>>
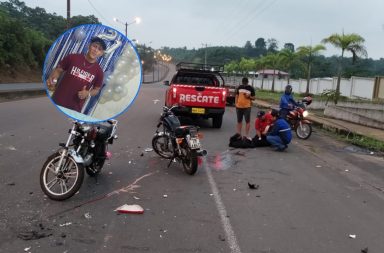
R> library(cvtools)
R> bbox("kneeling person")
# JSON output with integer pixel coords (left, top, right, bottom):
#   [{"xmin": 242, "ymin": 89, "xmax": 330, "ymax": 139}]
[
  {"xmin": 253, "ymin": 111, "xmax": 273, "ymax": 147},
  {"xmin": 267, "ymin": 110, "xmax": 292, "ymax": 151}
]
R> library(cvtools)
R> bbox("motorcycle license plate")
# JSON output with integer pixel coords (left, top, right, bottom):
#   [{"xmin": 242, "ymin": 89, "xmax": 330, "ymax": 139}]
[
  {"xmin": 192, "ymin": 107, "xmax": 205, "ymax": 114},
  {"xmin": 189, "ymin": 138, "xmax": 200, "ymax": 149}
]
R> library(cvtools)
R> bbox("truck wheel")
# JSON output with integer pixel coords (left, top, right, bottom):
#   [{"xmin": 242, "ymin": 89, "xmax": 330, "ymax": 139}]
[{"xmin": 212, "ymin": 115, "xmax": 223, "ymax": 128}]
<<
## Stated goal
Copy every line of the records above without any changes, and leave the pictures out of your answer.

## Exercise output
R> library(cvtools)
R> bbox("kneeling person")
# JSON output with integer pixel coords (left, top, right, bottom):
#   [{"xmin": 242, "ymin": 89, "xmax": 330, "ymax": 139}]
[
  {"xmin": 253, "ymin": 111, "xmax": 273, "ymax": 147},
  {"xmin": 267, "ymin": 110, "xmax": 292, "ymax": 151}
]
R> library(cvtools)
R> bbox("motorcycle license plate")
# JSON output with integer pixel coords (left, top, right, bottom):
#   [{"xmin": 242, "ymin": 89, "xmax": 330, "ymax": 139}]
[
  {"xmin": 192, "ymin": 107, "xmax": 205, "ymax": 114},
  {"xmin": 189, "ymin": 138, "xmax": 200, "ymax": 149}
]
R> library(cvtools)
R> bbox("truck wheel")
# JSON output with integer pixel coords (left, top, right, bottom):
#   [{"xmin": 242, "ymin": 89, "xmax": 330, "ymax": 139}]
[{"xmin": 212, "ymin": 115, "xmax": 223, "ymax": 128}]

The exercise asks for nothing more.